◆ What this task involves:
Could you transcribe every record below exactly as written, leaving out any pictures?

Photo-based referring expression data

*-*-*

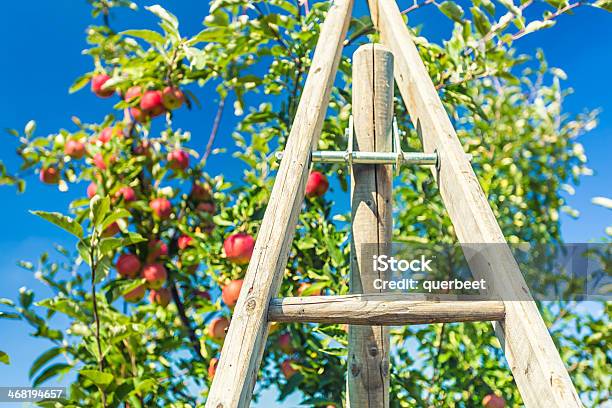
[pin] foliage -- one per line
(508, 112)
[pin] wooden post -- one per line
(388, 309)
(540, 375)
(372, 222)
(243, 347)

*-*-*

◆ Result for this exercise:
[pin] foliage -- one per line
(508, 112)
[pin] wooden post -- one per line
(388, 309)
(540, 375)
(372, 222)
(243, 347)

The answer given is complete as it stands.